Supplied passage:
· · ·

Of the 100 cases, the state health ministry said eight were confirmed, while awaiting more results.

Three among the eight have also been confirmed dead and 22 among other suspected cases.

Currently, 27 patients are on admission receiving treatment while 41 have been managed and discharged successfully.

Diphtheria is defined as an acute toxic infection caused by the corynebacterium species, transmitted from person to person through respiratory droplets and contact with contaminated clothing and objects.

Symptoms range from mild to severe fever, cough, sneezing, sore throat, neck swelling, and difficulty in breathing.

Complications may include damage to the heart, kidney, and bleeding with death in up to 21 per cent of cases.

Diphtheria is a vaccine-preventable disease, and its antigens are among the pentatonic vaccine (PETA) taken three times (PENTA-3) before the age of one year.

· · ·

Data extracts:
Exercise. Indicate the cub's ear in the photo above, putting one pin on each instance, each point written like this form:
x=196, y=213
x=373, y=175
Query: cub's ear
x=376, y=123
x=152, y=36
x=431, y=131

· · ·

What to work on:
A) Which symptoms of diphtheria does the diphtheria passage list?
B) Write the next part of the diphtheria passage, picking up after its last sentence on vaccination.

Expected outputs:
A) Fever, cough, sneezing, sore throat, neck swelling, and difficulty in breathing.

B)
Meanwhile, experts have said that most of the patients are not being fully vaccinated, and those vaccinated are resisting being protected. This has shown that immunization is highly effective and protective against all vaccine-preventable diseases.

They said that the spread of diphtheria infection can be prevented via the use of improved personal hygiene, the use of face masks, especially among older children, proper handling of respiratory secretion, and appropriate handling of suspected cases by healthcare workers.

Prompt referrals, proper case management, using recommendations and above all, getting all eligible children vaccinated are necessary for prevention.